- [GIVEN REQUEST] From the listing below, pick out every line that contains the word "instances" and copy those lines. Case counts, so capital and small letters must match.

- [INPUT]
## Begin

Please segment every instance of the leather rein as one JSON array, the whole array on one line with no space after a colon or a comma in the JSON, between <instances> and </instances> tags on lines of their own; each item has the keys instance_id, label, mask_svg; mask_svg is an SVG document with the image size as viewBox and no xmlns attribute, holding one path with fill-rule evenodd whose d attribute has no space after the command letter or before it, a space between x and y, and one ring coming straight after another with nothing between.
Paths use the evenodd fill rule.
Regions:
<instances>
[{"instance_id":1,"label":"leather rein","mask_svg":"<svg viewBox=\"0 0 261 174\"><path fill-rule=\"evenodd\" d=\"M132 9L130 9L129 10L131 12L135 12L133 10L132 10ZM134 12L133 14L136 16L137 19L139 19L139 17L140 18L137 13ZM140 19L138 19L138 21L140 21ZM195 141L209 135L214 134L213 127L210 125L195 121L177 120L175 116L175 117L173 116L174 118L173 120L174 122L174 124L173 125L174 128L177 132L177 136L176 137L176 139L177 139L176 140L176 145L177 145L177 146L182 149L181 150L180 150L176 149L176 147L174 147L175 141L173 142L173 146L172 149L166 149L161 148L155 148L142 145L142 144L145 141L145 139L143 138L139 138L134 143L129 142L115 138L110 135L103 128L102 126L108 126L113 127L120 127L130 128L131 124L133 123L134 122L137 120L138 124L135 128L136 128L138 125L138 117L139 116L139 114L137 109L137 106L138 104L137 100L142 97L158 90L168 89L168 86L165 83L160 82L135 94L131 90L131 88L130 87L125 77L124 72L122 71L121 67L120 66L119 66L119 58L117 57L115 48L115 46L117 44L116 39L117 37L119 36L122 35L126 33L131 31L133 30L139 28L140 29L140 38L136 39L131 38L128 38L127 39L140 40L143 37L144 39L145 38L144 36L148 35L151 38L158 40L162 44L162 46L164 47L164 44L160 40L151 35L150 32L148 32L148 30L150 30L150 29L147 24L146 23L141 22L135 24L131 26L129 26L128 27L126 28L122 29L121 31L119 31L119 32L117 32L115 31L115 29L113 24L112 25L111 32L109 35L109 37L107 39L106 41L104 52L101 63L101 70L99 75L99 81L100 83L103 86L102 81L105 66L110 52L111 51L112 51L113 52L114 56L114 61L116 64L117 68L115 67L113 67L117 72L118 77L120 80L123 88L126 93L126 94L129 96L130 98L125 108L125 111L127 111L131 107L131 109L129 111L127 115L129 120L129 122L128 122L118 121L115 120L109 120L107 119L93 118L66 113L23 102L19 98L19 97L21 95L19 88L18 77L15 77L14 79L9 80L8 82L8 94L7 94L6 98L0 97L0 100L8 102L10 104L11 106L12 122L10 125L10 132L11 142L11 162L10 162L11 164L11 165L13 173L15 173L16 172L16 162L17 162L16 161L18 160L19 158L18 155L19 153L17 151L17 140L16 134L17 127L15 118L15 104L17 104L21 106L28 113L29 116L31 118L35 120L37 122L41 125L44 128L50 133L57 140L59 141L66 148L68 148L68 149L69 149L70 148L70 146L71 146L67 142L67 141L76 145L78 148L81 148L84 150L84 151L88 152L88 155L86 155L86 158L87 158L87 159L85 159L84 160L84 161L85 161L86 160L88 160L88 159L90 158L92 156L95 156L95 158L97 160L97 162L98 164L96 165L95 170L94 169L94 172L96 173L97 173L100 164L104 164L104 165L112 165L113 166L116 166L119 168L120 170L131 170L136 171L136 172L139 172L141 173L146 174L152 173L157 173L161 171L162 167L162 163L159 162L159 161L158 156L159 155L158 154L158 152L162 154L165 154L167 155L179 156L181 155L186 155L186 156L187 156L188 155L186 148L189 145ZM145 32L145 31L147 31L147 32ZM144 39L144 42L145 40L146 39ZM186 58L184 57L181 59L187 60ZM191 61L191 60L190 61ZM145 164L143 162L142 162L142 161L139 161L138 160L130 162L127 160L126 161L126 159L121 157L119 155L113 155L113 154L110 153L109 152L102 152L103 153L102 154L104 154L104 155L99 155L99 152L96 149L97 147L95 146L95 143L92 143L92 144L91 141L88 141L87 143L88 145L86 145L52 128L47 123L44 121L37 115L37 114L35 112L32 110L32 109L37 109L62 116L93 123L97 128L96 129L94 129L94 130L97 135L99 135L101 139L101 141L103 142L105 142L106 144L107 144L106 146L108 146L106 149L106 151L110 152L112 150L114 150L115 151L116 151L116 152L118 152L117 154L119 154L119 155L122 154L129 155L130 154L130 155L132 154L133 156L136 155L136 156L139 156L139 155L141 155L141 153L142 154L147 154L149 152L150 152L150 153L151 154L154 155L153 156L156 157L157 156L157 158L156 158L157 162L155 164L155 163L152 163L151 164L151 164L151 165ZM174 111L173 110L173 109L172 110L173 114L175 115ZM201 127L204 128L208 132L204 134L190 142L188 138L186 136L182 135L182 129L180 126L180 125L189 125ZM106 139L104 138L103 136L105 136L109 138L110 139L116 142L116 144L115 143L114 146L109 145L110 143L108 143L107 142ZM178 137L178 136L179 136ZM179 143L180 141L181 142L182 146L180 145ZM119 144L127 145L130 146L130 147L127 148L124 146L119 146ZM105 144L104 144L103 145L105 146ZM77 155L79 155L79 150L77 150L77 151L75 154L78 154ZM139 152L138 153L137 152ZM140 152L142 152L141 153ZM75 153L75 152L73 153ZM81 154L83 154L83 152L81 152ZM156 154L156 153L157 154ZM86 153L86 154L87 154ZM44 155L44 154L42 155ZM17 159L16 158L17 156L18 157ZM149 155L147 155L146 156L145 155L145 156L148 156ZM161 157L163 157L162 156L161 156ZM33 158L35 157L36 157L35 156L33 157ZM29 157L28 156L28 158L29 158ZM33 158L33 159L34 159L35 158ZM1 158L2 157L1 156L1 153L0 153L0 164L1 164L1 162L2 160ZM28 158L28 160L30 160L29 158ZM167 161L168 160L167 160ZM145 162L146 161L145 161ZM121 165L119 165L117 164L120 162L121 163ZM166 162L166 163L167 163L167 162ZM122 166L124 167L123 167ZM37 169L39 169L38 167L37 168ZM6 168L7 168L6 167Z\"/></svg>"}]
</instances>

## End

- [FULL OUTPUT]
Please segment every instance of the leather rein as one JSON array, the whole array on one line with no space after a colon or a comma in the JSON, between <instances> and </instances> tags on lines of their own; each item has the keys instance_id, label, mask_svg; mask_svg is an SVG document with the image size as viewBox and no xmlns attribute, holding one path with fill-rule evenodd whose d attribute has no space after the command letter or before it, a space between x and y, and one ring coming straight after another with nothing between.
<instances>
</instances>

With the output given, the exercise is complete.